- [Requirements] Your task is to transcribe the data in full.

- [Data in this exercise]

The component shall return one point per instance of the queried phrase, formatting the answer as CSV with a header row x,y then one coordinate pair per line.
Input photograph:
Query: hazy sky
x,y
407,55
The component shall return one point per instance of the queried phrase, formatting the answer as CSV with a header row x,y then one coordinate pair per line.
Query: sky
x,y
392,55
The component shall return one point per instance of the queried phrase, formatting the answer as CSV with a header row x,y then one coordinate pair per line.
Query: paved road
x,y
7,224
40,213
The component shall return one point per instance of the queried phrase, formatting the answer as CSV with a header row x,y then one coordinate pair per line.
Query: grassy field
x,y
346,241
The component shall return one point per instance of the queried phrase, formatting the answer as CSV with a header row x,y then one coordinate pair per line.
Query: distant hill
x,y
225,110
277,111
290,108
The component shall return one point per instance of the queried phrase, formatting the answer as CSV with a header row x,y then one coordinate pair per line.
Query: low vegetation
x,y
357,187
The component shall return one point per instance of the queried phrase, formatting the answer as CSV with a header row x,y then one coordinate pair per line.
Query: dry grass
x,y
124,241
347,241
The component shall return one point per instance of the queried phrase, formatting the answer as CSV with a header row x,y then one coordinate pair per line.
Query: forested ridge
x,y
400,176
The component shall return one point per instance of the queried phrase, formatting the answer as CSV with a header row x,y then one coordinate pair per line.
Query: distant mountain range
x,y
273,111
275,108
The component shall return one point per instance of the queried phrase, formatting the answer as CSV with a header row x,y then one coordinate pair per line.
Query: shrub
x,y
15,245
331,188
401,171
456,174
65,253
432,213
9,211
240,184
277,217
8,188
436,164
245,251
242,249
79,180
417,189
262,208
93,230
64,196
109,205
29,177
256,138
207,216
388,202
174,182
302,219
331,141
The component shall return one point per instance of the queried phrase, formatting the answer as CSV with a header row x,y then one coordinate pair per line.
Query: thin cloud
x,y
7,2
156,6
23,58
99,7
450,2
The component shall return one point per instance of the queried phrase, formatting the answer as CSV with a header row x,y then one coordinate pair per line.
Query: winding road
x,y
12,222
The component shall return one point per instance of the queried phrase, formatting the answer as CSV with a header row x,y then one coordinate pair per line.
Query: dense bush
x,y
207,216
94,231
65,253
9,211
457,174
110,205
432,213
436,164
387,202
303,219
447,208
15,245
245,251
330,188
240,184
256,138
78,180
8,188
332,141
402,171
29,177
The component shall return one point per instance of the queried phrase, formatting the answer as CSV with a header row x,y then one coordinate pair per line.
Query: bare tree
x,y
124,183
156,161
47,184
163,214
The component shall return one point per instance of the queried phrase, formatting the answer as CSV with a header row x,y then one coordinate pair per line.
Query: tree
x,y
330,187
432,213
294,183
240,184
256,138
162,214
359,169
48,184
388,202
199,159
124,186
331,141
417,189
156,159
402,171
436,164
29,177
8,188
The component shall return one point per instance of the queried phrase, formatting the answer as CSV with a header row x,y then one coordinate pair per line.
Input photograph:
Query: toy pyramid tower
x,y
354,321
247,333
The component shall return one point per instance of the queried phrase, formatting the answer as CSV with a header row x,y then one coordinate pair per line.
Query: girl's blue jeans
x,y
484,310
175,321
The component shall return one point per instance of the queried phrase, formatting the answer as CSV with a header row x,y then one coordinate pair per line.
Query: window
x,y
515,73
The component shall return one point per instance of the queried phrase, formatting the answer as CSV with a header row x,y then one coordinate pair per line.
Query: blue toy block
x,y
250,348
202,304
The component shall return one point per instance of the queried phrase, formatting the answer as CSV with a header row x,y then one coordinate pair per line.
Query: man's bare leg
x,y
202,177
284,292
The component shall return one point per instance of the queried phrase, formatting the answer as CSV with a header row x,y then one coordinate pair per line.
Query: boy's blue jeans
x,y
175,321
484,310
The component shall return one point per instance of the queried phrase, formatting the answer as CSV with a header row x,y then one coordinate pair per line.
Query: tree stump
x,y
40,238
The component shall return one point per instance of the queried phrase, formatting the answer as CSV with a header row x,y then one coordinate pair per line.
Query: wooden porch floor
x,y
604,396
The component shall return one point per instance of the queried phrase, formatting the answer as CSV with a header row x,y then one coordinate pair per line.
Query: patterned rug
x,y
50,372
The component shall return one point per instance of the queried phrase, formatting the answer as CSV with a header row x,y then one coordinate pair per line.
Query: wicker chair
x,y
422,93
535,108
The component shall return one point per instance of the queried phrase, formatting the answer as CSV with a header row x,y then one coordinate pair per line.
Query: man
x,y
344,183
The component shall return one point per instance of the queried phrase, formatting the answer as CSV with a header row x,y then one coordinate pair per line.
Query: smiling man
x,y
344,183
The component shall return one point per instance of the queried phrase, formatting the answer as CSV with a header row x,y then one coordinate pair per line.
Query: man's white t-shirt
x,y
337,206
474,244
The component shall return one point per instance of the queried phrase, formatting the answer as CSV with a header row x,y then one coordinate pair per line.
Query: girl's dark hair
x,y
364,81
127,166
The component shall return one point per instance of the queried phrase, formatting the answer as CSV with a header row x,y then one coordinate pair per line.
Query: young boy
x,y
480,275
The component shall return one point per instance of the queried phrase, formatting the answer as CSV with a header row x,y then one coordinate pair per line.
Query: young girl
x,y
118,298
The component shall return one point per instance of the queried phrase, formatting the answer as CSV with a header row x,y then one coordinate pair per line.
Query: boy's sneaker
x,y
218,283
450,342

- [Task solution]
The component shall return one point per instance of the queried phrase, formatting the answer as CSV with a header row x,y then one coordinate pair per line.
Input photograph:
Query: hazy sky
x,y
407,55
The component shall return one point per instance of the queried phrase, formatting the answer as CSV with a header row x,y then one coordinate pair per line.
Query: sky
x,y
392,55
The component shall return one point per instance of the queried phrase, formatting the answer as CSV with a header row x,y then one coordinate pair per line.
Query: paved road
x,y
7,224
40,213
The component shall return one point per instance of the queried phrase, formatting the answer as CSV with a header row x,y then one coordinate pair per line.
Query: grassy field
x,y
346,241
The component shall return one point per instance of the queried phrase, formatting the answer as CSV with a header row x,y then one coordinate pair per line.
Query: distant hill
x,y
225,110
277,111
290,108
The component shall return one point per instance of the queried phrase, formatting the answer as CSV with a header row x,y then one coordinate pair per line.
Query: low vegetation
x,y
357,187
The component shall return one point per instance of the queried phrase, formatting the answer as CSV with a header row x,y then one coordinate pair per line.
Query: dry grass
x,y
124,241
347,241
The component shall return one point per instance of the queried phrase, formatting the answer as CSV with a header row x,y then one coordinate pair per line.
Query: forested ridge
x,y
400,176
The component shall return one point per instance of the queried phrase, formatting the answer as CSV with a header row x,y then one coordinate pair per line.
Query: distant mountain range
x,y
273,111
275,108
The component shall return one point per instance of the queried phrase, formatting the answer as CSV with a header row x,y then one coordinate pair per line.
Query: shrub
x,y
15,245
331,188
401,171
456,174
65,253
432,213
9,211
240,184
277,217
8,188
436,164
245,251
242,249
79,180
417,189
262,208
93,230
64,196
109,205
29,177
256,138
207,216
388,202
174,182
302,219
331,141
The component shall return one point per instance of the queried phrase, formatting the answer as CSV with a header row x,y then one coordinate pair per line.
Query: thin cloud
x,y
7,2
156,6
23,58
99,7
450,2
The component shall return one point per instance of the queried phrase, formatting the answer as CSV with a header row x,y then one coordinate pair per line.
Query: winding road
x,y
12,222
The component shall return one point per instance of the queried phrase, formatting the answer as CSV with a header row x,y then one coordinate pair per line.
Query: dense bush
x,y
207,216
94,231
65,253
9,211
457,174
110,205
432,213
436,164
387,202
303,219
447,208
15,245
245,251
330,188
240,184
256,138
78,180
8,188
332,141
402,171
29,177
The component shall return one point per instance of the queried phrase, formatting the answer as CSV with a header row x,y then one coordinate pair per line.
Query: bare tree
x,y
124,183
156,161
47,184
163,214
The component shall return one point per instance of the queried phrase, formatting the answer as CSV with a header row x,y then one coordinate pair per line.
Query: tree
x,y
330,187
432,213
294,183
240,184
256,138
162,214
359,169
48,184
388,202
199,159
124,186
331,141
417,189
156,159
402,171
436,164
29,177
8,188
The component shall return one point per instance of the queried phrase, formatting the answer as CSV with a header row x,y then one coordinate pair per line.
Input photograph:
Query: toy pyramid tower
x,y
354,321
247,333
The component shall return one point per instance of the queried phrase, formatting the answer as CSV with a header row x,y then one coordinate pair per line.
Query: girl's blue jeans
x,y
484,310
175,321
The component shall return one point per instance of the queried phrase, formatting the answer as CSV with a header row x,y then one coordinate pair per line.
Query: window
x,y
515,73
The component shall return one point per instance of the queried phrase, formatting the answer as CSV with a header row x,y then one coordinate pair per line.
Query: blue toy block
x,y
250,348
202,304
The component shall return one point per instance of the queried phrase, formatting the answer as CSV with a header row x,y then one coordinate pair per line.
Query: man's bare leg
x,y
202,177
284,292
The component shall return one point per instance of the queried phrase, formatting the answer as CSV with a header row x,y then one coordinate pair per line.
Query: boy's blue jeans
x,y
175,321
484,310
The component shall return one point per instance of the queried phrase, formatting the answer as CSV with a header row x,y then one coordinate pair per line.
Query: tree stump
x,y
40,238
The component shall return one point per instance of the queried phrase, formatting the answer as CSV with a header row x,y then one coordinate pair per line.
Query: wooden porch floor
x,y
604,396
The component shall return one point per instance of the queried phrase, formatting the answer as CSV with a header row x,y then one coordinate pair per line.
Query: patterned rug
x,y
50,372
The component shall return one point per instance of the queried phrase, formatting the answer as CSV with a header row x,y then one coordinate pair per line.
Query: wicker chair
x,y
422,93
535,108
The component shall return one point per instance of the queried phrase, formatting the answer as CSV with a header row x,y then one coordinate pair per line.
Query: man
x,y
344,183
The component shall return one point per instance of the queried phrase, formatting the answer as CSV with a header row x,y then one coordinate pair per line.
Query: smiling man
x,y
344,183
The component shall return one point per instance of the queried phrase, formatting the answer as CSV with a header row x,y then one coordinate pair per line.
Query: man's white t-shirt
x,y
337,206
474,244
The component shall return one point per instance of the queried phrase, formatting the answer as CSV with a header row x,y then one coordinate pair per line.
Query: girl's dark hair
x,y
364,81
127,166
The component shall return one point per instance of the queried phrase, formatting the answer as CSV with a header row x,y then one coordinate pair per line.
Query: young boy
x,y
480,275
The component shall return one point per instance of the queried phrase, formatting the answer as CSV with a header row x,y then one coordinate pair per line.
Query: young girl
x,y
118,298
The component shall return one point per instance of the queried phrase, formatting the answer as CSV with a header row x,y then one coordinate pair per line.
Query: boy's sneaker
x,y
218,283
450,342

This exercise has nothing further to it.